- _所给信息_:
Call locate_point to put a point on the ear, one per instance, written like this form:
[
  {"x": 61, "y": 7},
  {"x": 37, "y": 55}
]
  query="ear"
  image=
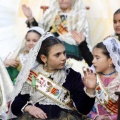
[
  {"x": 43, "y": 58},
  {"x": 110, "y": 61}
]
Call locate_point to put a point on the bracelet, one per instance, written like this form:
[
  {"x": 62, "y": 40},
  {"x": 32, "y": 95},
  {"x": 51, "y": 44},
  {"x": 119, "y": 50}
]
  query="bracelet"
[
  {"x": 30, "y": 18},
  {"x": 90, "y": 95}
]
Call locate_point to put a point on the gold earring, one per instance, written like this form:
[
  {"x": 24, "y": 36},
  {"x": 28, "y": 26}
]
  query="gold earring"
[{"x": 45, "y": 65}]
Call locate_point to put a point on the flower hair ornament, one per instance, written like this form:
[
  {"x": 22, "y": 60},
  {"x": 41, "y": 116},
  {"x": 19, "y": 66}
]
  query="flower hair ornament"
[{"x": 113, "y": 46}]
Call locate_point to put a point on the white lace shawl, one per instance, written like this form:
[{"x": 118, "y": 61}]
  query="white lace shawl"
[
  {"x": 76, "y": 21},
  {"x": 35, "y": 96},
  {"x": 113, "y": 47}
]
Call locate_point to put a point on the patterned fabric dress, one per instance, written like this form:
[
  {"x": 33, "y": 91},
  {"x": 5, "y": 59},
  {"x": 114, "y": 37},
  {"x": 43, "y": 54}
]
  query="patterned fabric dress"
[{"x": 111, "y": 85}]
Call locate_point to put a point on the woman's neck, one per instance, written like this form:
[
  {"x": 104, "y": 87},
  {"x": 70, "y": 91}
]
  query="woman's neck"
[
  {"x": 49, "y": 69},
  {"x": 108, "y": 72}
]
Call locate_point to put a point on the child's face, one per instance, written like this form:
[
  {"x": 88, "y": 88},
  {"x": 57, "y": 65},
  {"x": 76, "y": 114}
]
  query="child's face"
[
  {"x": 116, "y": 23},
  {"x": 100, "y": 61},
  {"x": 65, "y": 4},
  {"x": 56, "y": 58},
  {"x": 31, "y": 40}
]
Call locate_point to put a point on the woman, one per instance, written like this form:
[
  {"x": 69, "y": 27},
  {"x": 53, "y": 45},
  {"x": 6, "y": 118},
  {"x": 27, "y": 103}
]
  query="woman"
[
  {"x": 47, "y": 91},
  {"x": 64, "y": 18}
]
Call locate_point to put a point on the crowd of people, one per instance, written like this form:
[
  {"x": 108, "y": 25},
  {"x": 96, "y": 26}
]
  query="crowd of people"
[{"x": 47, "y": 80}]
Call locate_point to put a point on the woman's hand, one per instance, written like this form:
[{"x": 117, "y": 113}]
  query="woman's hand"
[
  {"x": 103, "y": 117},
  {"x": 27, "y": 11},
  {"x": 35, "y": 111},
  {"x": 89, "y": 80},
  {"x": 78, "y": 37},
  {"x": 11, "y": 62}
]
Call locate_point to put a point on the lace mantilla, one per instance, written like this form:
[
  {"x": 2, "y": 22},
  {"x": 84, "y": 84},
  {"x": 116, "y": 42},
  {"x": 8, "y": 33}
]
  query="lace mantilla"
[{"x": 113, "y": 47}]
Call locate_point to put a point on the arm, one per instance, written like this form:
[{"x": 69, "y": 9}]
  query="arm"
[
  {"x": 82, "y": 101},
  {"x": 85, "y": 51},
  {"x": 86, "y": 54}
]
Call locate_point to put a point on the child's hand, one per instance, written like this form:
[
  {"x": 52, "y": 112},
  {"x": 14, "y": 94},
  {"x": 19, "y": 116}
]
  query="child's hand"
[
  {"x": 89, "y": 80},
  {"x": 78, "y": 37},
  {"x": 35, "y": 111},
  {"x": 11, "y": 62}
]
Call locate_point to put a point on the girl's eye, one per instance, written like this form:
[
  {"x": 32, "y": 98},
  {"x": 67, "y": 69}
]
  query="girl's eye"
[
  {"x": 57, "y": 55},
  {"x": 27, "y": 40}
]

- _请照此做_: 请把上面的所有行转换成一个编号列表，空行不要列入。答案里不要放图片。

- _结果如下_:
1. Call locate_point to put a point on the ear, one per instance, written like this form:
2. [
3.   {"x": 61, "y": 7},
4.   {"x": 37, "y": 55}
5. ]
6.   query="ear"
7.   image=
8. [
9.   {"x": 43, "y": 58},
10.   {"x": 110, "y": 61}
11. ]
12. Call locate_point to put a point on the bracelet, one per instance, written like this form:
13. [
14.   {"x": 62, "y": 40},
15.   {"x": 32, "y": 95},
16.   {"x": 51, "y": 44},
17.   {"x": 119, "y": 50}
18. ]
19.   query="bracelet"
20. [
21.   {"x": 30, "y": 18},
22.   {"x": 90, "y": 95}
23. ]
24. Call locate_point to put a point on the gold earring, one per instance, written like this form:
25. [
26.   {"x": 24, "y": 36},
27.   {"x": 28, "y": 26}
28. ]
29.   query="gold earring"
30. [{"x": 45, "y": 65}]
31. Call locate_point to put a point on the flower hair ornament, one per instance, written like this form:
32. [
33.   {"x": 22, "y": 60},
34.   {"x": 41, "y": 116},
35.   {"x": 19, "y": 66}
36. ]
37.   query="flower hair ornament"
38. [{"x": 113, "y": 46}]
39. Call locate_point to put a point on the white lace shawl, one per instance, written like this form:
40. [{"x": 118, "y": 61}]
41.   query="white lace shawl"
42. [
43.   {"x": 76, "y": 21},
44.   {"x": 35, "y": 96},
45.   {"x": 113, "y": 47}
46. ]
47. Call locate_point to put a point on the patterned fabric dress, one per instance, written like this form:
48. [
49.   {"x": 33, "y": 91},
50.   {"x": 5, "y": 59},
51.   {"x": 114, "y": 37},
52.   {"x": 43, "y": 54}
53. ]
54.   query="patterned fabric dress"
55. [{"x": 111, "y": 85}]
56. Call locate_point to put a point on the woman's neck, one per instance, written like this form:
57. [
58.   {"x": 104, "y": 87},
59.   {"x": 70, "y": 91}
60. ]
61.   query="woman's neck"
62. [
63.   {"x": 49, "y": 69},
64.   {"x": 108, "y": 72}
65. ]
66. Call locate_point to put a point on the child's face, one per instance, written like this form:
67. [
68.   {"x": 88, "y": 88},
69.   {"x": 57, "y": 65},
70.   {"x": 76, "y": 114}
71. ]
72.   query="child's face"
73. [
74.   {"x": 116, "y": 23},
75.   {"x": 100, "y": 61},
76.   {"x": 65, "y": 4},
77.   {"x": 56, "y": 58},
78.   {"x": 31, "y": 40}
79. ]
80. Call locate_point to put a point on the woman, one per instance, written like this form:
81. [
82.   {"x": 69, "y": 27},
83.   {"x": 53, "y": 45},
84.   {"x": 6, "y": 118},
85.   {"x": 27, "y": 103}
86. ]
87.   query="woman"
88. [
89.   {"x": 47, "y": 91},
90.   {"x": 64, "y": 18}
91. ]
92. Call locate_point to put a point on the crowd of people, one per instance, written like this form:
93. [
94.   {"x": 108, "y": 25},
95.   {"x": 96, "y": 26}
96. ]
97.   query="crowd of people"
98. [{"x": 47, "y": 80}]
99. Call locate_point to put a point on the woman's hand, one per instance, written like this form:
100. [{"x": 117, "y": 113}]
101.   query="woman's hand"
102. [
103.   {"x": 103, "y": 117},
104.   {"x": 27, "y": 11},
105.   {"x": 35, "y": 111},
106.   {"x": 89, "y": 80},
107.   {"x": 78, "y": 37},
108.   {"x": 11, "y": 62}
109. ]
110. Call locate_point to put a point on the lace mantilla, one per instance, written like this form:
111. [
112.   {"x": 2, "y": 22},
113.   {"x": 84, "y": 84},
114.   {"x": 116, "y": 42},
115.   {"x": 8, "y": 33}
116. ]
117.   query="lace mantilla"
118. [{"x": 113, "y": 47}]
119. Call locate_point to put a point on the arm, one per instance, written like this form:
120. [{"x": 69, "y": 9}]
121.   query="arm"
122. [
123.   {"x": 82, "y": 101},
124.   {"x": 85, "y": 51},
125.   {"x": 86, "y": 54}
126. ]
127. Call locate_point to put a point on the child's hand, one per instance, written like this form:
128. [
129.   {"x": 52, "y": 112},
130.   {"x": 14, "y": 94},
131.   {"x": 19, "y": 116}
132. ]
133.   query="child's hand"
134. [
135.   {"x": 89, "y": 80},
136.   {"x": 78, "y": 37},
137.   {"x": 35, "y": 111},
138.   {"x": 11, "y": 62}
139. ]
140. Call locate_point to put a point on the girl's eye, one per instance, written like this form:
141. [
142.   {"x": 32, "y": 98},
143.   {"x": 67, "y": 69}
144. ]
145.   query="girl's eye"
146. [
147.   {"x": 57, "y": 55},
148.   {"x": 27, "y": 40}
149. ]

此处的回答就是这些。